### Prompt
Please revise the material below by changing "One point per instance" to "A single point for each instance" everywhere it occurs, leaving everything else as it is.
-------- Records shown --------
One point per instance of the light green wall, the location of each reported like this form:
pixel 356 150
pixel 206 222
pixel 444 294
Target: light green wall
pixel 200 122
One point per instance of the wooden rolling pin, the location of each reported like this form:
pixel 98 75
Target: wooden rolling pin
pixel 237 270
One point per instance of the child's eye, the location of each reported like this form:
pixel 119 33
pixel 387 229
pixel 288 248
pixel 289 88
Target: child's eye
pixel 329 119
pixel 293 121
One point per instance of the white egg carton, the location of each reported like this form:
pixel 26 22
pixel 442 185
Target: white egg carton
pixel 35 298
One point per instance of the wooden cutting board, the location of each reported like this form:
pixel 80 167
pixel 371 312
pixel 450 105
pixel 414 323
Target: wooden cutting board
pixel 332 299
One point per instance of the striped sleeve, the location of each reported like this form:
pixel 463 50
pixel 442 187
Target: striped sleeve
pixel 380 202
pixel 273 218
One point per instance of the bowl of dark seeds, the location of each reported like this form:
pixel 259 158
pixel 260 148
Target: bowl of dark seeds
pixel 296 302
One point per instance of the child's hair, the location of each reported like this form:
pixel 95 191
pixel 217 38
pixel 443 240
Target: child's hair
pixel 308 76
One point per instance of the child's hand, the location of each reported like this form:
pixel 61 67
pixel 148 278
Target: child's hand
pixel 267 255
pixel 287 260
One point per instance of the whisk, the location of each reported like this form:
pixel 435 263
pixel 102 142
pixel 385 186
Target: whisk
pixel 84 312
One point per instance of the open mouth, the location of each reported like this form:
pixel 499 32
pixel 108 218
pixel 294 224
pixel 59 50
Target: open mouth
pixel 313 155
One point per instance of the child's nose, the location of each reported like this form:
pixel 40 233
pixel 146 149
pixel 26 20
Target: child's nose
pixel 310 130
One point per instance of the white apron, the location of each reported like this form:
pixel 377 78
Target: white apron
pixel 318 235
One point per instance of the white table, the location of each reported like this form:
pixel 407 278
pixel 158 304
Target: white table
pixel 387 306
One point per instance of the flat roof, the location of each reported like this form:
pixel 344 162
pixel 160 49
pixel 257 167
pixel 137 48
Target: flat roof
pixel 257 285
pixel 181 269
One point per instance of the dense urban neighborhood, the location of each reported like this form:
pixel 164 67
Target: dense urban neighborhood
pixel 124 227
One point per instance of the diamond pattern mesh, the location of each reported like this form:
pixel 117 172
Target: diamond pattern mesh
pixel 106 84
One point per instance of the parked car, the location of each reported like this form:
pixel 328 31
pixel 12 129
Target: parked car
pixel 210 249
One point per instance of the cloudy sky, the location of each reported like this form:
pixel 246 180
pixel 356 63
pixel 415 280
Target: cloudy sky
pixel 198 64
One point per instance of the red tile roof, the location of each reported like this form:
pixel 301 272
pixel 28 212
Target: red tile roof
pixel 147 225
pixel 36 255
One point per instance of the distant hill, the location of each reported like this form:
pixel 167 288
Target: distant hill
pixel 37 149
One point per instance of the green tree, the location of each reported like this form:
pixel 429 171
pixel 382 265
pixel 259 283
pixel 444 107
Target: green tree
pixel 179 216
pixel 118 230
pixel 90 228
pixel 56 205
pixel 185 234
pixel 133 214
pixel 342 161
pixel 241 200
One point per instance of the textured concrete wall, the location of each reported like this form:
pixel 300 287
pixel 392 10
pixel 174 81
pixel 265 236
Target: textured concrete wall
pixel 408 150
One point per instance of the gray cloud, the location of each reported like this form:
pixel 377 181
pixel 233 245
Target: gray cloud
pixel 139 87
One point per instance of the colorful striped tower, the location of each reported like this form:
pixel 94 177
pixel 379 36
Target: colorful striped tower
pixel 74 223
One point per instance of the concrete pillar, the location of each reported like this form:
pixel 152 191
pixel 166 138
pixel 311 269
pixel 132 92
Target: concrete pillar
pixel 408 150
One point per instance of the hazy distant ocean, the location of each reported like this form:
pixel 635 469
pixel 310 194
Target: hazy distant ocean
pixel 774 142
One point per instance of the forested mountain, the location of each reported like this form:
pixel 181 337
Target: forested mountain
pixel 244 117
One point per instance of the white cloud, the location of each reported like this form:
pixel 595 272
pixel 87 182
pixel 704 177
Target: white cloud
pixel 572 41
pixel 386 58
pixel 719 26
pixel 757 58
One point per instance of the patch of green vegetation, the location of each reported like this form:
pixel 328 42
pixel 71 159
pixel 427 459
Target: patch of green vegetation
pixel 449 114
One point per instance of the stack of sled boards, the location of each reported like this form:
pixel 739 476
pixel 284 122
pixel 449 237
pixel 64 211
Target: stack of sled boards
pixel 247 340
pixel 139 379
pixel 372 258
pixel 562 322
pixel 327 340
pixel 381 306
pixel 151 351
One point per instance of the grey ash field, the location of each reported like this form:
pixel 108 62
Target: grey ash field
--------
### Solution to this exercise
A single point for each instance of the light green wall, the location of each reported like this form:
pixel 356 150
pixel 206 222
pixel 444 294
Target: light green wall
pixel 200 122
A single point for each instance of the wooden rolling pin, the location of each reported like this form:
pixel 98 75
Target: wooden rolling pin
pixel 237 270
A single point for each instance of the child's eye, the location of each reported like this form:
pixel 119 33
pixel 387 229
pixel 288 248
pixel 289 88
Target: child's eye
pixel 329 119
pixel 293 121
A single point for each instance of the white egg carton, the location of each reported like this form:
pixel 26 22
pixel 442 185
Target: white egg carton
pixel 35 298
A single point for each instance of the wooden cutting board, the location of each reported like this form:
pixel 80 167
pixel 371 312
pixel 450 105
pixel 414 323
Target: wooden cutting board
pixel 332 299
A single point for each instance of the striped sleeve, the location of each reported like this form:
pixel 463 50
pixel 442 187
Target: striped sleeve
pixel 380 202
pixel 273 218
A single point for each instance of the bowl of dark seeds, the location of each reported like this form:
pixel 259 158
pixel 260 148
Target: bowl of dark seeds
pixel 296 302
A single point for each instance of the child's hair, the location of each reported like this form:
pixel 95 191
pixel 217 38
pixel 443 240
Target: child's hair
pixel 308 76
A single point for each instance of the child's hand, the location of each reported like this form:
pixel 61 67
pixel 148 278
Target: child's hand
pixel 267 255
pixel 287 260
A single point for each instance of the whisk, the location of each reported like this form:
pixel 435 263
pixel 102 142
pixel 385 186
Target: whisk
pixel 84 312
A single point for each instance of the open mouth, the location of each reported like this form:
pixel 499 32
pixel 108 218
pixel 294 224
pixel 59 50
Target: open mouth
pixel 313 155
A single point for each instance of the child's nose, the location of each reported like this form:
pixel 40 233
pixel 146 149
pixel 26 20
Target: child's nose
pixel 310 130
A single point for each instance of the white apron, the location of each reported like this form:
pixel 377 78
Target: white apron
pixel 318 235
A single point for each instance of the white table, the location of each reported like this form:
pixel 407 278
pixel 158 304
Target: white table
pixel 387 306
A single point for each instance of the flat roof, the location of each reported like this form:
pixel 344 162
pixel 160 49
pixel 257 167
pixel 137 48
Target: flat roof
pixel 257 285
pixel 181 269
A single point for each instance of the dense urban neighborhood, the location of each reported like this form:
pixel 164 67
Target: dense urban neighborhood
pixel 124 227
A single point for each instance of the diamond pattern mesh, the location of each reported like this form:
pixel 117 172
Target: diamond pattern mesh
pixel 106 84
A single point for each instance of the parked car, the location of each reported like this form:
pixel 328 31
pixel 12 129
Target: parked car
pixel 210 249
A single point for each instance of the cloudy sky, the location of each reported like this form:
pixel 246 180
pixel 356 63
pixel 415 280
Target: cloudy sky
pixel 198 64
A single point for each instance of the red tile roof, the location of each reported like this form:
pixel 301 272
pixel 28 212
Target: red tile roof
pixel 147 225
pixel 36 255
A single point for each instance of the distant hill, the location of each reported like this form:
pixel 167 288
Target: distant hill
pixel 37 149
A single point for each instance of the green tree, the location of each reported like this form:
pixel 429 171
pixel 382 265
pixel 259 283
pixel 444 107
Target: green tree
pixel 179 216
pixel 118 230
pixel 90 228
pixel 56 205
pixel 185 234
pixel 133 214
pixel 342 161
pixel 241 200
A single point for each instance of the textured concrete wall, the location of each reported like this form:
pixel 300 287
pixel 392 10
pixel 174 81
pixel 265 236
Target: textured concrete wall
pixel 408 150
A single point for each instance of the gray cloud, the location of each reported like this form:
pixel 377 181
pixel 233 245
Target: gray cloud
pixel 139 87
A single point for each instance of the colorful striped tower, the location of each reported like this form:
pixel 94 177
pixel 379 36
Target: colorful striped tower
pixel 74 223
A single point for each instance of the concrete pillar, the location of each reported like this form:
pixel 152 191
pixel 166 138
pixel 311 269
pixel 132 92
Target: concrete pillar
pixel 408 150
A single point for each instance of the hazy distant ocean, the location of each reported like this form:
pixel 635 469
pixel 310 194
Target: hazy distant ocean
pixel 774 142
A single point for each instance of the forested mountain, the location of each reported like this form:
pixel 181 337
Target: forested mountain
pixel 244 117
A single point for each instance of the white cloud, the location of each reported like this form:
pixel 595 272
pixel 87 182
pixel 704 177
Target: white cloud
pixel 572 41
pixel 386 58
pixel 719 26
pixel 757 58
A single point for each instance of the patch of green vegetation, the location of each reported like this form:
pixel 328 42
pixel 71 159
pixel 427 459
Target: patch of green vegetation
pixel 449 114
A single point for each instance of the stack of sled boards, the location of each reported like this form:
pixel 739 476
pixel 284 122
pixel 449 237
pixel 64 211
Target: stack of sled boards
pixel 247 340
pixel 139 379
pixel 372 258
pixel 562 322
pixel 327 340
pixel 381 306
pixel 151 351
A single point for each instance of the grey ash field, the location of each reported like this form:
pixel 108 62
Target: grey ash field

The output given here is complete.